Rhinitis in children and adolescents with asthma: Ubiquitous, difficult to control, and associated with asthma outcomes.
Togias A, Gergen PJ, Hu JW, Babineau DC, Wood RA, Cohen RT, Makhija MM, Khurana Hershey GK, Kercsmar CM, Gruchalla RS, Liu AH, Wang E, Kim H, Lamm CI, Bacherier LB, Pillai D, Sigelman SM, Gern JE, and Busse WW. Rhinitis in children and adolescents with asthma: Ubiquitous, difficult to control, and associated with asthma outcomes. J Allergy Clin Immunol 2018; 143(3):1003-1011.
The Journal of allergy and clinical immunology
BACKGROUND: Rhinitis and asthma are linked, but substantial knowledge gaps in this relationship exist.
OBJECTIVE: We sought to determine the prevalence of rhinitis and its phenotypes in children and adolescents with asthma, assess symptom severity and medication requirements for rhinitis control, and investigate associations between rhinitis and asthma.
METHODS: Seven hundred forty-nine children with asthma participating in the Asthma Phenotypes in the Inner-City study received baseline evaluations and were managed for 1 year with algorithm-based treatments for rhinitis and asthma. Rhinitis was diagnosed by using a questionnaire focusing on individual symptoms, and predefined phenotypes were determined by combining symptom patterns with skin tests and measurement of serum specific IgE levels.

**Assigned task 1:** In the abstract on rhinitis in children with asthma, how many children with asthma took part in the study?
**Assigned task 2:** Pick up the abstract on rhinitis in children with asthma after its final sentence, and carry it on in the same style.

**Raw data:**
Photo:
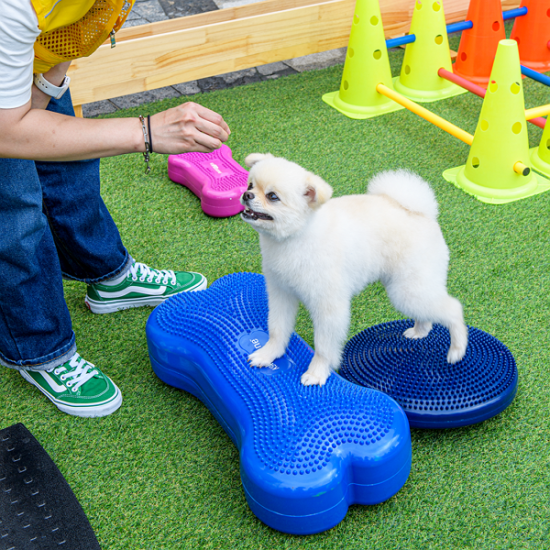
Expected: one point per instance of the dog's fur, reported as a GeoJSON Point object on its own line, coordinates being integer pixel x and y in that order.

**Task result 1:** Seven hundred forty-nine children with asthma.

**Task result 2:**
RESULTS: Analyses were done on 619 children with asthma who completed at least 4 of 6 visits. Rhinitis was present in 93.5%, and phenotypes identified at baseline were confirmed during the observation/management year. Perennial allergic rhinitis with seasonal exacerbations was most common (34.2%) and severe. Nonallergic rhinitis was least common (11.3%) and least severe. The majority of children remained symptomatic despite use of nasal corticosteroids with or without oral antihistamines. Rhinitis was worse in patients with difficult-to-control versus easy-to-control asthma, and its seasonal patterns partially corresponded to those of difficult-to-control asthma.
CONCLUSION: Rhinitis is almost ubiquitous in urban children with asthma, and its activity tracks that of lower airway disease. Perennial allergic rhinitis with seasonal exacerbations is the most severe phenotype and most likely to be associated with difficult-to-control asthma. This study offers strong support to the concept that rhinitis and asthma represent the manifestations of 1 disease in 2 parts of the airways.